___ Text ___

Daniel Hammers, Katelyn Carothers and Shaun Lee* Pages 1 - 18 ( 18 )
Background: Secreted proteases are an important class of factors used by bacterial to modulate their extracellular environment through the cleavage of peptides and proteins. These proteases can range from broad, general proteolytic activity to high degrees of substrate specificity. They are often involved in interactions between bacteria and other species, even across kingdoms, allowing bacteria to survive and compete within their niche. As a result, many bacterial proteases are of clinical importance. The immune system is a common target for these enzymes, and bacteria have evolved ways to use these proteases to alter immune responses for their benefit. In addition to the wide variety of human proteins that can be targeted by bacterial proteases, bacteria also use these secreted factors to disrupt competing microbes, ranging from outright antimicrobial activity to disrupting processes like biofilm formation.

___

Instructions:
**1.** In the passage on secreted bacterial proteases, what is named as a common target for these enzymes?
**2.** Carry the passage on secreted bacterial proteases forward past its final sentence.
The material after the passage on secreted bacterial proteases is separate from that passage.

___ Excerpted records ___

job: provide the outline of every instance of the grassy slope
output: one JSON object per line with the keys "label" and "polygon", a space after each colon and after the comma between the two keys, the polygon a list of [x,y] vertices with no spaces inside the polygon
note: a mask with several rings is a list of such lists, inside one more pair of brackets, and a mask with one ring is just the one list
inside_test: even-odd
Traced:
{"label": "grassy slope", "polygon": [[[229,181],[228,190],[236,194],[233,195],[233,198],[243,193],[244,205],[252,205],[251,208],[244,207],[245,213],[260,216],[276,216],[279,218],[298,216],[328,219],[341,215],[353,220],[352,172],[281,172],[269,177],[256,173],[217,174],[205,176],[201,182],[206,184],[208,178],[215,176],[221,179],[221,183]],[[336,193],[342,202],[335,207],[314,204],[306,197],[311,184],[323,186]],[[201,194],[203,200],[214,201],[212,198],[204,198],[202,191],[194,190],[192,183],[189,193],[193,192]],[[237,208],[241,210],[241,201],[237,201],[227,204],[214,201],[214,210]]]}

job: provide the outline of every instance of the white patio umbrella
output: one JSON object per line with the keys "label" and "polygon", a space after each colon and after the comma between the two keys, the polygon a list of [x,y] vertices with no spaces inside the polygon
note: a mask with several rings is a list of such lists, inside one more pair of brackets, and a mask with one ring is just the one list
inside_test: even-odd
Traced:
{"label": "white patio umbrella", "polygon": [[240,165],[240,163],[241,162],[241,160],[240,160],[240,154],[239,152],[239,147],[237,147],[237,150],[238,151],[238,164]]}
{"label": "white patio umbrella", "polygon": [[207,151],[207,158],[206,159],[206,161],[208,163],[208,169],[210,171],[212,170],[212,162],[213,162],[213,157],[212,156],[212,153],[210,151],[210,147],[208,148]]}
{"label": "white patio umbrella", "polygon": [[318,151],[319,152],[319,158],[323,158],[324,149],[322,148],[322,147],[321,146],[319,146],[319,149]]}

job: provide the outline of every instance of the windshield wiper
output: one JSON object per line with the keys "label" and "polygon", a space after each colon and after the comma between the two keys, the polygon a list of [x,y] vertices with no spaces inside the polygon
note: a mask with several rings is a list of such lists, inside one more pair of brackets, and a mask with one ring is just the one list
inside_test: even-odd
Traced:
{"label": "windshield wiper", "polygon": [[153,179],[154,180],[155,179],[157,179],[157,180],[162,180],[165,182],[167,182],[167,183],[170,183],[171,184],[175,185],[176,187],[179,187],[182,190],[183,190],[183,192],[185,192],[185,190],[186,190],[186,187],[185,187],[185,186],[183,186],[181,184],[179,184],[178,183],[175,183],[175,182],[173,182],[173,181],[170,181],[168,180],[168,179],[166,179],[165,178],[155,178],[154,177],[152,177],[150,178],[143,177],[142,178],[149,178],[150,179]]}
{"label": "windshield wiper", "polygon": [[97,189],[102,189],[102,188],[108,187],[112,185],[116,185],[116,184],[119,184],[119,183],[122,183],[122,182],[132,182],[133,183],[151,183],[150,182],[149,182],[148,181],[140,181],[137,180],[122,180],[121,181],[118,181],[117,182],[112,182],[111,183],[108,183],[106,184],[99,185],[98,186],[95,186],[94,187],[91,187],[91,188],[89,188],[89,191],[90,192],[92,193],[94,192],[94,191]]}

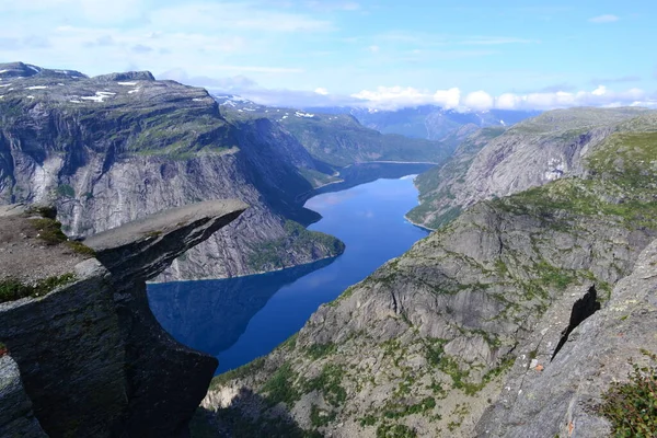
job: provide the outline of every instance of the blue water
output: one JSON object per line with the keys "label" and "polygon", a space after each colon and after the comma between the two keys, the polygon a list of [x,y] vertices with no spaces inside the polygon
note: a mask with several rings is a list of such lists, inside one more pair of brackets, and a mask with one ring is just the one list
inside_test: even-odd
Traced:
{"label": "blue water", "polygon": [[323,218],[309,229],[346,244],[333,263],[227,280],[151,285],[151,309],[177,341],[217,356],[217,372],[237,368],[272,351],[320,304],[426,237],[427,231],[404,219],[416,205],[411,177],[318,195],[306,207]]}

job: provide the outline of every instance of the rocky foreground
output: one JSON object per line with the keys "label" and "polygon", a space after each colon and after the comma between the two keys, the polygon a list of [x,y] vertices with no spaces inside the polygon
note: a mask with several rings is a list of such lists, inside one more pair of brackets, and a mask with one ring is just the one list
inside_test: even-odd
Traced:
{"label": "rocky foreground", "polygon": [[84,244],[49,208],[0,208],[0,436],[186,436],[217,359],[160,327],[146,280],[245,208],[187,206]]}
{"label": "rocky foreground", "polygon": [[[487,146],[464,146],[472,158],[460,172],[494,183],[481,199],[275,351],[217,377],[203,403],[215,430],[609,435],[596,406],[627,381],[630,359],[643,367],[657,353],[657,120],[635,108],[589,108],[578,120],[581,111],[521,124],[512,142],[488,130]],[[563,141],[523,145],[528,126]],[[461,187],[450,199],[473,196]]]}
{"label": "rocky foreground", "polygon": [[279,125],[235,126],[206,90],[150,72],[88,78],[0,65],[0,204],[55,203],[70,237],[203,200],[252,206],[158,280],[239,276],[342,253],[337,239],[303,228],[318,219],[302,208],[316,174],[315,160]]}

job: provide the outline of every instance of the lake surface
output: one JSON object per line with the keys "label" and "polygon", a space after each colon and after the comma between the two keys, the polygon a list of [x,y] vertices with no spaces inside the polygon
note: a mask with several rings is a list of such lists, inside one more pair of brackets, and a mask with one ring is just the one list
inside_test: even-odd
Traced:
{"label": "lake surface", "polygon": [[178,342],[219,358],[217,372],[272,351],[320,307],[337,298],[428,232],[404,215],[417,205],[411,177],[378,180],[306,203],[309,227],[337,237],[343,255],[312,265],[224,280],[149,285],[151,309]]}

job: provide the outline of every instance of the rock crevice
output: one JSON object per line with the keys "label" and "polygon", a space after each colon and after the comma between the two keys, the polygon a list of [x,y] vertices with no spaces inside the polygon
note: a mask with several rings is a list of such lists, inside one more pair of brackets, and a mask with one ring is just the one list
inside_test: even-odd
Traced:
{"label": "rock crevice", "polygon": [[162,330],[145,281],[245,208],[201,203],[90,238],[97,260],[78,263],[74,281],[0,304],[0,435],[185,436],[217,359]]}

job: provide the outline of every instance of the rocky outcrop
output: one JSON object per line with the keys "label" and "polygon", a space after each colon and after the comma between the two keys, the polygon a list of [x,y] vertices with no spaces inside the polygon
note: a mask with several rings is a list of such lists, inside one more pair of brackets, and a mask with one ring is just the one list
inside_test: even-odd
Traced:
{"label": "rocky outcrop", "polygon": [[530,368],[509,376],[512,396],[499,397],[487,410],[477,436],[608,436],[610,425],[595,406],[611,382],[627,379],[630,360],[644,366],[648,358],[642,351],[657,351],[656,264],[657,241],[653,241],[604,308],[572,333],[542,372]]}
{"label": "rocky outcrop", "polygon": [[204,401],[215,422],[333,437],[603,436],[591,406],[627,379],[626,358],[656,347],[657,122],[616,122],[580,176],[473,205],[297,337],[218,377]]}
{"label": "rocky outcrop", "polygon": [[[145,281],[245,208],[237,200],[204,203],[90,238],[95,257],[74,265],[66,280],[1,303],[0,343],[8,353],[0,358],[0,430],[39,436],[41,426],[42,436],[50,437],[185,436],[217,359],[160,327]],[[12,215],[13,221],[33,223],[30,212]],[[2,238],[3,250],[18,247],[15,240],[39,239],[36,228],[13,241]],[[14,263],[39,272],[30,258]],[[9,287],[15,286],[2,284]]]}
{"label": "rocky outcrop", "polygon": [[480,200],[509,196],[565,176],[581,176],[590,150],[644,108],[570,108],[546,112],[506,131],[473,134],[441,168],[417,180],[423,205],[408,217],[438,228]]}
{"label": "rocky outcrop", "polygon": [[371,161],[439,163],[453,150],[440,141],[381,134],[348,114],[275,108],[235,96],[217,101],[229,120],[267,118],[284,127],[318,161],[315,172],[306,172],[318,183],[334,181],[332,168]]}
{"label": "rocky outcrop", "polygon": [[[246,275],[339,253],[336,239],[309,233],[300,245],[286,227],[318,219],[302,208],[314,181],[303,175],[321,172],[279,125],[230,124],[207,91],[149,72],[87,78],[22,64],[0,71],[1,204],[54,201],[74,237],[203,200],[252,206],[158,280]],[[262,256],[281,241],[290,250],[283,260]]]}

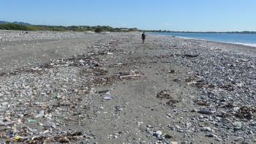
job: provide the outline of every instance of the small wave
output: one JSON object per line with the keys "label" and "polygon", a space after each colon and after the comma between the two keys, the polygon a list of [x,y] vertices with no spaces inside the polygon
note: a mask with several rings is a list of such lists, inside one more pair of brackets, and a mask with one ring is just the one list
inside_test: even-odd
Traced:
{"label": "small wave", "polygon": [[[196,38],[191,38],[191,37],[175,37],[181,38],[181,39],[187,39],[208,41],[208,40],[204,39],[196,39]],[[255,43],[229,42],[214,41],[214,40],[210,40],[210,41],[217,42],[228,43],[228,44],[241,45],[246,45],[246,46],[250,46],[250,47],[256,47],[256,44]]]}
{"label": "small wave", "polygon": [[175,37],[177,37],[177,38],[181,38],[181,39],[195,39],[195,40],[206,40],[206,39],[198,39],[198,38],[191,38],[191,37],[176,37],[174,36]]}
{"label": "small wave", "polygon": [[253,44],[253,43],[241,43],[241,42],[227,42],[227,43],[242,45],[246,45],[246,46],[251,46],[251,47],[256,47],[256,44]]}

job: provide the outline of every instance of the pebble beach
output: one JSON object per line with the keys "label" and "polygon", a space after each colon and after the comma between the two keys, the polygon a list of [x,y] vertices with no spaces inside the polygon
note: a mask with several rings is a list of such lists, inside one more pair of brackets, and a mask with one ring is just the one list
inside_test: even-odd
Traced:
{"label": "pebble beach", "polygon": [[256,143],[256,48],[140,37],[0,31],[0,143]]}

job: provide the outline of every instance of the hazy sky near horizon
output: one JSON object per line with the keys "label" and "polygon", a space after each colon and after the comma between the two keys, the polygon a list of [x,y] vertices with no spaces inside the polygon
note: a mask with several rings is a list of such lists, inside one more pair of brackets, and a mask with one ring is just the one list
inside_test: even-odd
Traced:
{"label": "hazy sky near horizon", "polygon": [[0,20],[172,31],[256,31],[256,0],[1,0]]}

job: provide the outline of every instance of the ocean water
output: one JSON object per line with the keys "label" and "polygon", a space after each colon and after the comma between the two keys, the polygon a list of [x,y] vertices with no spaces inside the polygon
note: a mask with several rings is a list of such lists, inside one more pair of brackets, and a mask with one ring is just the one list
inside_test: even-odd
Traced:
{"label": "ocean water", "polygon": [[227,33],[176,33],[154,32],[152,34],[167,35],[184,39],[195,39],[256,47],[256,34]]}

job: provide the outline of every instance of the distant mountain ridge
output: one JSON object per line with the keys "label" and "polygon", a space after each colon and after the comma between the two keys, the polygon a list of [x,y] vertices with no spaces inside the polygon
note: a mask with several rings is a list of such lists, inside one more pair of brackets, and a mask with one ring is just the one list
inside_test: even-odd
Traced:
{"label": "distant mountain ridge", "polygon": [[24,22],[18,22],[18,21],[14,21],[14,22],[9,22],[9,21],[1,21],[0,20],[0,24],[2,23],[15,23],[15,24],[21,24],[21,25],[24,25],[24,26],[30,26],[31,24],[29,23],[24,23]]}

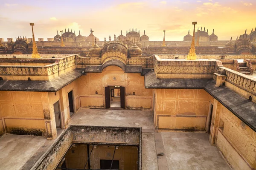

___

Answers per task:
**1.** The immune system.

**2.**
Objective: In this review, we address how bacterial proteases modulate host mechanisms of protection from infection and injury, including immune factors and cell barriers. We also discuss the contributions of bacterial proteases to microbe-microbe interactions, including antimicrobial and anti- biofilm dynamics.
Conclusion: Bacterial secreted proteases represent an incredibly diverse group of factors that bacteria use to shape and thrive in their microenvironment. Due to the range of activities and targets of these proteases, some have been noted for having potential as therapeutics. The vast array of bacterial proteases and their targets remains an expanding field of research, and this field has many important implications for human health.
Bacterial proteases, bacterial pathogenesis, polymicrobialinteractions, Host immunity, therapeutics, polypeptides.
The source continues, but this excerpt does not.